*DOCUMENT SEGMENT*:
The patent for the Zerk fitting was granted to Oscar U. Zerk in January 1929, and the assignee was the Alemite Manufacturing Corporation.[1] Alemite had already been marketing, since 1919,[2] ball check valves to accept grease supplied under pressure from a grease gun, such as for car and truck chassis lubrication points, both for OEM installations and for aftermarket upgrade kits which would screw in as replacements for stock grease cups, but Zerk's fitting was an improved style, less vulnerable to dirt and more forgiving of angled approach. Today, many companies make these grease fittings.

Before Zerk fittings existed, bearings were lubricated in various other ways that tended to be more maintenance-intensive and often provided less effective lubrication. For example, a typical machinery bearing of the 19th and early 20th centuries was a plain bearing with a cross-drilled hole to receive oil or grease, with no clever fitting at its mouth, or at best a cap or cup. Often lubricant was delivered under no more pressure than gravity or a finger push might provide. For example, oil was gravity-fed into the hole, or grease was pushed in. Grease guns to feed the grease with higher pressure existed,[1] but their pre-Zerk fittings were not as good for making clean, sealed contact easily, and they were less widely used than today.

The oil hole or grease hole was usually covered with a cap of some kind to keep dirt out, from a simple plug or screw to a spring-loaded hinged cap. Sometimes a cup was mounted, acting as a small reservoir, which would weep oil slowly or could be turned at regular intervals to inject grease into the fitting. The standard mode of maintenance was to have each machine's operator, or a dedicated oiler, go around adding a small squirt of oil or blob of grease to each and every hole or cup on a frequent basis.

Typical frequencies for oiling were one oil squirt (to every bearing) for each day of use, or in some cases each week. Grease is essentially oil held in a viscous gel or cream whose viscosity is used to hold the oil over time in places where oil alone cannot be supplied constantly enough, and would quickly drip away without the viscous suspension. This trait makes it better for bearings that cannot practically receive new oil on a near-constant basis. Thus a typical frequency for greasing might be monthly, yearly, or every several years.

*DIRECTION*:
Answer the following from the Zerk fitting text:
(a) Which company was the assignee of Oscar U. Zerk's patent?
(b) What range of caps is given for covering an oil hole or grease hole?
(c) What typical oiling frequencies does the text state?

*RECORDS PROVIDED*:
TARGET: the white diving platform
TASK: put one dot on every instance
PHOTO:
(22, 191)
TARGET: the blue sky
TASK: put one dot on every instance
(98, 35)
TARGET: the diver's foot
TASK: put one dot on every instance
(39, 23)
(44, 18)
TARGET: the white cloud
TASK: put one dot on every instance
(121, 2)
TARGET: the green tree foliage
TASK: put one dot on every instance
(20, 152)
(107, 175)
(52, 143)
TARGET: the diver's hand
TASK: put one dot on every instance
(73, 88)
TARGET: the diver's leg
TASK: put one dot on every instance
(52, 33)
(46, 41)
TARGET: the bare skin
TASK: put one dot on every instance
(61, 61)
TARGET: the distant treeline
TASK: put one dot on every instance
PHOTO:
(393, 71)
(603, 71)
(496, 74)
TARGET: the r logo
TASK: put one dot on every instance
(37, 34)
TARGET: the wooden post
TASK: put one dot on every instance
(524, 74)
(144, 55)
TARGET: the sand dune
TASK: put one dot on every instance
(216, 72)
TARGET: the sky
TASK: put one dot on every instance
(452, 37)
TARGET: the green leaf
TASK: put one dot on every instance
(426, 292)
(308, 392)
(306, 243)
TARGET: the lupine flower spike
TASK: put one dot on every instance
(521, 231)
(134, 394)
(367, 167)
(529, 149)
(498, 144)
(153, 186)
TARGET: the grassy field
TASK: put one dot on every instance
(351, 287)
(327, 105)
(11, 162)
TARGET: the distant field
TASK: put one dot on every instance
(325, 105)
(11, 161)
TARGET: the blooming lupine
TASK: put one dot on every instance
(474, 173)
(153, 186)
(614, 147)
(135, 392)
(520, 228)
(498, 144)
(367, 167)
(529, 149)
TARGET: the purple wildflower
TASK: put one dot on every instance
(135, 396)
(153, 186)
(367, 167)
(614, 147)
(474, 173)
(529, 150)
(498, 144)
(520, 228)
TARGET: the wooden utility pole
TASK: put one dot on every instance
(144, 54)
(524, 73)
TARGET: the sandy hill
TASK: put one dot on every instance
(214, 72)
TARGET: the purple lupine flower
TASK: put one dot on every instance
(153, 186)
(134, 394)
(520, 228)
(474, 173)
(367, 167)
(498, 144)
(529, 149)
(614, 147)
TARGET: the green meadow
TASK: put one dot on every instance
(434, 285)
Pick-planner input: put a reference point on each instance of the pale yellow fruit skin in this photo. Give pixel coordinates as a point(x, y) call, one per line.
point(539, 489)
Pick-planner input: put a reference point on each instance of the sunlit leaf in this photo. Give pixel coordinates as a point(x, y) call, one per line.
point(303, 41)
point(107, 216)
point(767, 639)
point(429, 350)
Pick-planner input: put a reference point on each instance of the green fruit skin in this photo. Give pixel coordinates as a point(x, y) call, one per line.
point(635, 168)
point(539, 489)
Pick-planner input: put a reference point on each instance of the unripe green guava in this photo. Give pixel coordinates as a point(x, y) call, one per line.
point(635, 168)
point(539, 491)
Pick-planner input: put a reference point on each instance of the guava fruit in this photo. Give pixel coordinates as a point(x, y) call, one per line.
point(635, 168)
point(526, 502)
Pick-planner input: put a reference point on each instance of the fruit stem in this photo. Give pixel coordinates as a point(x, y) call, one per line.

*SOLUTION*:
(a) The Alemite Manufacturing Corporation.
(b) Caps ranged from a simple plug or screw to a spring-loaded hinged cap.
(c) One squirt of oil to every bearing for each day of use, or in some cases each week.